* Prompt: Copy out every line of the data that follows, exactly.
[[ Extracted information, beginning ]]
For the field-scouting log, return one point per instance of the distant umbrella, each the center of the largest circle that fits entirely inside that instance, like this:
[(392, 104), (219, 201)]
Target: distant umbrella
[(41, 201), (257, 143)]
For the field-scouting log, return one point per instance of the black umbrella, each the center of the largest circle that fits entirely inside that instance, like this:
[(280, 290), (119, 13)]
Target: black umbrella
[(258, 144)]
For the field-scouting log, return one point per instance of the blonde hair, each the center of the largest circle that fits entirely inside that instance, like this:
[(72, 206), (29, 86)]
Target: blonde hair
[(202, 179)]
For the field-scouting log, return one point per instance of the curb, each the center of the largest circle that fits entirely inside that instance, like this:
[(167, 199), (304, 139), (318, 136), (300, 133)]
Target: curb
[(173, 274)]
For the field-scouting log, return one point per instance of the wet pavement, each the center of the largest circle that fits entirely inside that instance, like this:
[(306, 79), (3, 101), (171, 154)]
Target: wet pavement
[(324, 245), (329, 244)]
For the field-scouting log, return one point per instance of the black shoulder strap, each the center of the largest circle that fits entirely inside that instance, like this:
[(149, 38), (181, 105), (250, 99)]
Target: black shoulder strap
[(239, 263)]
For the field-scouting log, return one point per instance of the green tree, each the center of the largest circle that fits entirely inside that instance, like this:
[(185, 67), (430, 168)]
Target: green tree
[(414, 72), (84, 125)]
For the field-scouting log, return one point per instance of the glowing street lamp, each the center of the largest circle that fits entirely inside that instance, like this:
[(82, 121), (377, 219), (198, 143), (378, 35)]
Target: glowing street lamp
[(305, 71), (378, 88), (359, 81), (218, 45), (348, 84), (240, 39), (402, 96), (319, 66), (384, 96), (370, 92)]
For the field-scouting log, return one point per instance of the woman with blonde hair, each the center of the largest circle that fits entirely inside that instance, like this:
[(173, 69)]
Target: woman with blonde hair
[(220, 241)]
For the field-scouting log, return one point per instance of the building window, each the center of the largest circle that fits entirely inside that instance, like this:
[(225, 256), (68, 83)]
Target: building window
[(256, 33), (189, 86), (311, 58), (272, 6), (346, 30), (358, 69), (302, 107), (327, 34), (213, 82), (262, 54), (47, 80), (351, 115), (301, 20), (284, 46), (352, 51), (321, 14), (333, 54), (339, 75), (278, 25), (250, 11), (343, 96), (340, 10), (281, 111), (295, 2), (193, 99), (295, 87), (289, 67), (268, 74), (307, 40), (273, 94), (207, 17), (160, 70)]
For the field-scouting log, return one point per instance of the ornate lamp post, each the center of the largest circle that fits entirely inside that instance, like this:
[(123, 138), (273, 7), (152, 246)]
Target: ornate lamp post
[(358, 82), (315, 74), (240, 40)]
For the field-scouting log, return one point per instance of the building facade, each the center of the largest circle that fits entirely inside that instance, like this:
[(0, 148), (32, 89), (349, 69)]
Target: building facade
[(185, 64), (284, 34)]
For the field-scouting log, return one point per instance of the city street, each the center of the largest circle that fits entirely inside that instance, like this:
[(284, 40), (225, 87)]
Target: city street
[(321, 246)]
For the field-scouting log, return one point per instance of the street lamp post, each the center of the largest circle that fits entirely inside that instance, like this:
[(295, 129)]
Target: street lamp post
[[ Extracted information, end ]]
* Reply:
For the field-scouting log, return one point per instance of the distant umbrella, each the center of the largest circle that fits entirely inside that instance, like this:
[(392, 104), (219, 201)]
Target: distant umbrella
[(41, 201), (257, 143)]
For the field-scouting log, return one point per instance of the black umbrella, each the center of the largest circle that fits entirely inside that instance, like this:
[(280, 290), (119, 13)]
Target: black umbrella
[(258, 144)]
For the field-scouting log, return one point per instance of the blonde hair, each the center of the largest circle that fits entirely inside that instance, like this:
[(72, 206), (29, 86)]
Target: blonde hair
[(202, 179)]
For the field-scouting log, return one point per instance of the curb, each the center of the largest circle that fits entirely inside that instance, like this:
[(167, 199), (304, 139), (318, 136), (300, 133)]
Target: curb
[(173, 274)]
For the field-scouting log, return one point per instance of the wet pavement, each the center of the largest circle that fits entirely inside that instance, like this:
[(306, 79), (3, 101), (171, 154)]
Target: wet pavement
[(324, 245), (329, 244)]
For the field-scouting log, return one point per instance of the black shoulder strap, each the center of the largest circle that fits entirely inside that instance, like this:
[(149, 38), (181, 105), (250, 99)]
Target: black shoulder strap
[(239, 263)]
For the field-scouting log, return one point per instance of the green tree, each the center of the largest circle that fits entirely inside that instance, like this:
[(185, 67), (430, 168)]
Target: green tree
[(414, 72), (84, 125)]
For the field-scouting log, return one point per instance of the glowing street lamp, each the center of the largest circle that fits entirely inside that instance, like this:
[(82, 121), (377, 219), (198, 143), (378, 35)]
Target: glowing street lamp
[(305, 71), (378, 88), (359, 81), (218, 45), (348, 84), (240, 39), (402, 96), (319, 66), (384, 96), (370, 92)]
For the field-scouting log, return one point per instance of the woman with blonde hair, each the center of the largest circle that fits entirely inside that instance, like this:
[(173, 69)]
Target: woman with blonde hair
[(220, 241)]
For the field-scouting log, return one point per instance of the building window, each the center of the largest circle that fits entirely inside that instance, like this:
[(225, 256), (68, 83)]
Target: building window
[(256, 33), (189, 86), (311, 58), (272, 6), (346, 30), (358, 69), (302, 107), (327, 34), (213, 82), (262, 54), (47, 80), (351, 115), (301, 20), (284, 46), (352, 51), (321, 14), (333, 54), (339, 75), (278, 25), (250, 11), (343, 96), (340, 10), (281, 111), (295, 2), (193, 99), (295, 87), (289, 67), (268, 74), (307, 40), (273, 94), (207, 17), (160, 70)]
For the field-scouting log, return one point per instance of the ornate lamp post, each the center of the largest circle that fits entirely inside that instance, like this:
[(123, 138), (273, 7), (152, 246)]
Target: ornate lamp post
[(358, 82), (315, 74), (240, 40)]
For the field-scouting log, return one point per instance of the building facade, each the center of the largest circle that fits entirely inside that instance, like this:
[(0, 148), (32, 89), (349, 69)]
Target: building facade
[(185, 64), (284, 34)]
For the field-scouting log, return one point per instance of the city street, each the center of the largest circle that fits entirely inside that instance, like this:
[(284, 40), (225, 87)]
Target: city street
[(321, 246)]
For the field-scouting log, return one point per instance of the street lamp post, each the center of the largest circle that fits entirely inside that instance, like this:
[(295, 129)]
Target: street lamp post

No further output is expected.